■ **Text segment**:
........

No findings of significance were identified.

1R18 Plant Modifications

a. Inspection Scope

(1 sample)

The inspectors reviewed Temporary Modification EC0000004613, Raise Alarm Setting For SRV 203-3C from 200 DEG F to 230 DEG F on Tailpipe Temperature Recorder, and the associated 10 CFR 50.59 screening, to determine whether the licensing bases and performance capability of the associated risk significant system had been degraded through the modification. A walkdown was performed to determine whether equipment was installed in accordance with instructions. The inspectors reviewed applicable drawings and procedures to determine whether they properly reflected the temporary modifications. Documents reviewed during the inspection are listed in the Attachment.

b. Findings

No findings of significance were identified.

1R19 Post-Maintenance Testing

a. Inspection Scope

(4 samples)

The inspectors reviewed four samples of post-maintenance tests (PMT) during this inspection period. The inspectors reviewed these activities to determine whether the PMT adequately demonstrated that the safety-related function of the equipment was satisfied, given the scope of the work performed, and that operability of the system was restored. In addition, the inspectors evaluated the applicable test acceptance criteria to assess consistency with the associated design and licensing bases, as well as TS requirements.

The inspectors also evaluated whether conditions adverse to quality were entered into the corrective action program for resolution. Documents reviewed during the inspection are listed in the Attachment. The following maintenance activities and their post-maintenance tests were evaluated:

  • A EDG Agastat replacement.

b. Findings

No findings of significance were identified.

1R22 Surveillance Testing

a. Inspection Scope

(7 samples)

The inspectors reviewed seven samples of surveillance activities to determine whether the testing adequately demonstrated equipment operational readiness and the ability to perform the intended safety-related functions. The inspectors reviewed selected prerequisites and precautions to determine if they were met and if the tests were performed in accordance with the procedural steps. Additionally, the inspectors evaluated the applicable test acceptance criteria for consistency with associated design bases, licensing bases, and TS requirements. The inspectors also evaluated whether conditions adverse to quality were entered into the corrective action program for resolution.

Documents reviewed during the inspection are listed in the Attachment. The following surveillance tests were evaluated:

  • A EDG surveillance;
  • Reactor Building Closed Cooling Water HX backwash;
  • B EDG surveillance.

........

■ **Complete the following**:
1. According to the inspection report text, what new temperature did Temporary Modification EC0000004613 set for the SRV 203-3C alarm?
2. Output as a JSON list of strings, one string per line with blank lines omitted, the lines of the records beginning with the line that contains "Place a point on every instance of the ruined house" and going on through the final line of the records.

........

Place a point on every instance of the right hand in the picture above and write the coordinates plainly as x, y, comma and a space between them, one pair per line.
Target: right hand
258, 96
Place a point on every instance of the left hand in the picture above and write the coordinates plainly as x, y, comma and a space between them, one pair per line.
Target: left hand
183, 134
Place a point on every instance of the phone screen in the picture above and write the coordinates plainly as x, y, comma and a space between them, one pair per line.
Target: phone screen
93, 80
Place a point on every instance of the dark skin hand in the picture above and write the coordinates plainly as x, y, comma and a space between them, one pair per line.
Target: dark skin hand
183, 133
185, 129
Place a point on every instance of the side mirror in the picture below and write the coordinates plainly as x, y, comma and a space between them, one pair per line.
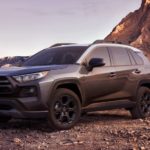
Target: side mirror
95, 62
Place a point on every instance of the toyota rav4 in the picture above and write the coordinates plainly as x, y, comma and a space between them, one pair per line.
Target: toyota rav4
62, 82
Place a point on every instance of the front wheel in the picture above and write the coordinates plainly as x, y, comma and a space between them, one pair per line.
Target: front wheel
142, 107
64, 109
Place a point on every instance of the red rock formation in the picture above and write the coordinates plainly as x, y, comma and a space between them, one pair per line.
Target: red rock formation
134, 29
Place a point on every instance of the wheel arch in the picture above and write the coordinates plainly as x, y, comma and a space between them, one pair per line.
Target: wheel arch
71, 84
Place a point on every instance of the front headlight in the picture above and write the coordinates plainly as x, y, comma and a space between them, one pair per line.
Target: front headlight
30, 77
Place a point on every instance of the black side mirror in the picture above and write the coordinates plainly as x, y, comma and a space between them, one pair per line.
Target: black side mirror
95, 62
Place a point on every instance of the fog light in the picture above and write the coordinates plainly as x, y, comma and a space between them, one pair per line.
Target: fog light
28, 92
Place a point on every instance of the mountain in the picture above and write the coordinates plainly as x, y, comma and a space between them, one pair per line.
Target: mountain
134, 29
10, 61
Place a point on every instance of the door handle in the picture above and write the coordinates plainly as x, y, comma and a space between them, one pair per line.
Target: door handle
137, 71
112, 74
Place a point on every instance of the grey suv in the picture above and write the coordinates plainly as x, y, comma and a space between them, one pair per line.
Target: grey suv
62, 82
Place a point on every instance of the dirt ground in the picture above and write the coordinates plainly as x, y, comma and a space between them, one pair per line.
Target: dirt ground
108, 130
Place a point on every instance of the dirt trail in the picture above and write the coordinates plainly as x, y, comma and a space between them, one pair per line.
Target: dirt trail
108, 130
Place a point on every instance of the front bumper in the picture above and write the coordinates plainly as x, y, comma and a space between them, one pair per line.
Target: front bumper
30, 106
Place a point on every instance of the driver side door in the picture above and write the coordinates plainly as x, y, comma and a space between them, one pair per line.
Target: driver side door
101, 80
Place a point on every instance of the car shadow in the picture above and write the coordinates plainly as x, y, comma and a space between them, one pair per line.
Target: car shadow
42, 125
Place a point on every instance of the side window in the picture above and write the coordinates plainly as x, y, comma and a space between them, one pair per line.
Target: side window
137, 58
120, 56
131, 57
100, 52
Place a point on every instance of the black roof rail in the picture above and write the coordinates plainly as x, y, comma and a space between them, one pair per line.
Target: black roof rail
60, 44
104, 41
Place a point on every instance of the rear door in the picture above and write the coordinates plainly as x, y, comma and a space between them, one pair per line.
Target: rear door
124, 67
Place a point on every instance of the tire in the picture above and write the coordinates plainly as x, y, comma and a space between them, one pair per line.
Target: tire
64, 109
4, 119
142, 107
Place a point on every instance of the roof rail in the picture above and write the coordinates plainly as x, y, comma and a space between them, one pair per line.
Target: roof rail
104, 41
60, 44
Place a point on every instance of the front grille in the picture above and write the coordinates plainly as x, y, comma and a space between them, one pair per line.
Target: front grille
5, 86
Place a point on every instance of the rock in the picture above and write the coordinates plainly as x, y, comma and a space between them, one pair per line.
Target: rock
142, 148
17, 141
134, 29
66, 142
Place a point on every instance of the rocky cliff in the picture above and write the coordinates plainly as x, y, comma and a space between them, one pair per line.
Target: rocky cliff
12, 61
134, 29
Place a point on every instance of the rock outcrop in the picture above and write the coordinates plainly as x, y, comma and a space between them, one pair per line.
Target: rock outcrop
134, 29
12, 61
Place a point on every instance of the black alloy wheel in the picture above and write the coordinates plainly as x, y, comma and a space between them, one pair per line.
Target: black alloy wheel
64, 110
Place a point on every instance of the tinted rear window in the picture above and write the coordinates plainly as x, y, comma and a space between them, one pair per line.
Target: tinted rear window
137, 58
120, 56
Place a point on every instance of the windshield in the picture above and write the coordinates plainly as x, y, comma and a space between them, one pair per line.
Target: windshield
56, 56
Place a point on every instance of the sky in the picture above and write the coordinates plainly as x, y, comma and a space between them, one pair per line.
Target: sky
27, 26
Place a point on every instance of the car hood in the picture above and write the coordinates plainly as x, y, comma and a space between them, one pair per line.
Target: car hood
14, 71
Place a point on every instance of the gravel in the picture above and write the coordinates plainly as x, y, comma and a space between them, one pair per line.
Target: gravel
107, 130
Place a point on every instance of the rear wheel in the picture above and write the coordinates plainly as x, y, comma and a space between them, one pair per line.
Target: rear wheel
64, 110
142, 107
4, 119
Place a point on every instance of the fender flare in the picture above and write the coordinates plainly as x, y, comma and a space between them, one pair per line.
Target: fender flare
68, 81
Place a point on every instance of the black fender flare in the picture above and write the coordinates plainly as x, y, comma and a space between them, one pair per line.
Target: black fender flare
60, 82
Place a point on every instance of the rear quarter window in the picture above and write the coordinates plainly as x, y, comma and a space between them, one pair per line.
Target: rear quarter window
137, 58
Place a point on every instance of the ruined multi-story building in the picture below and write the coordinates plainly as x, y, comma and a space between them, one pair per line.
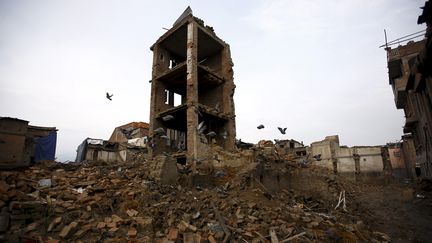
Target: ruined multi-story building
410, 77
192, 105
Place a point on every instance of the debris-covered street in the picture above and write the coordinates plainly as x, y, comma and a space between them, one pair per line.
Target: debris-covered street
187, 175
100, 202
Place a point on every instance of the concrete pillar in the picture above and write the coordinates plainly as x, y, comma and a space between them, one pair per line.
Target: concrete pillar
192, 93
228, 94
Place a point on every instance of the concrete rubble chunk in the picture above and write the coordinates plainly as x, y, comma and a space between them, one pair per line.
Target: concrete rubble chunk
67, 229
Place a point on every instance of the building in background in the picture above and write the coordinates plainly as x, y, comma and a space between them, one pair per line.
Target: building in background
410, 70
22, 144
132, 130
365, 160
192, 105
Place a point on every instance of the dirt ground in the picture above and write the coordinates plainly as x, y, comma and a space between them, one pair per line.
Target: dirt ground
403, 211
281, 202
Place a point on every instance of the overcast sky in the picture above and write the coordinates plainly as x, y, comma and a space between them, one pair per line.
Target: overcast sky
311, 66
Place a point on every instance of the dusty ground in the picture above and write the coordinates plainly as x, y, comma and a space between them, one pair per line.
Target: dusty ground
97, 202
398, 209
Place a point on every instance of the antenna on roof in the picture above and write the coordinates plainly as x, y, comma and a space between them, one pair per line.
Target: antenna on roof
187, 12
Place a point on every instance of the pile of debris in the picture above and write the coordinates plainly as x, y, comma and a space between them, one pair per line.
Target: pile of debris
103, 202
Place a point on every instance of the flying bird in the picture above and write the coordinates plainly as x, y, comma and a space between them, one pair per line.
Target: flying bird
109, 96
211, 134
159, 131
282, 130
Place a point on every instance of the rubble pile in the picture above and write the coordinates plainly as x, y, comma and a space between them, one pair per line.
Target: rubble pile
100, 202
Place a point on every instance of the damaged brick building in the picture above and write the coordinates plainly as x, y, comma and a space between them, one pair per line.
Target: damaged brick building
192, 105
410, 77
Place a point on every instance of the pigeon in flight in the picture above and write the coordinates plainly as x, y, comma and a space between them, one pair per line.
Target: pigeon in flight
211, 134
282, 130
159, 131
109, 96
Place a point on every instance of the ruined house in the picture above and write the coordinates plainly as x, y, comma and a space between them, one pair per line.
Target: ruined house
410, 77
365, 160
100, 150
22, 144
192, 105
132, 130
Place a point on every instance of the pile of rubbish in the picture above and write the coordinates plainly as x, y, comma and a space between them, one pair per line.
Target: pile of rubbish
100, 202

........

■ **Exercise responses**:
1. 230 DEG F

2.
[
  "Place a point on every instance of the ruined house in the picture above and write the coordinates plainly as x, y, comma and a space between them, one pair per line.",
  "Target: ruined house",
  "410, 77",
  "365, 160",
  "100, 150",
  "22, 144",
  "192, 105",
  "132, 130",
  "Place a point on every instance of the pile of rubbish in the picture above and write the coordinates plainly as x, y, comma and a space between them, one pair per line.",
  "Target: pile of rubbish",
  "100, 202"
]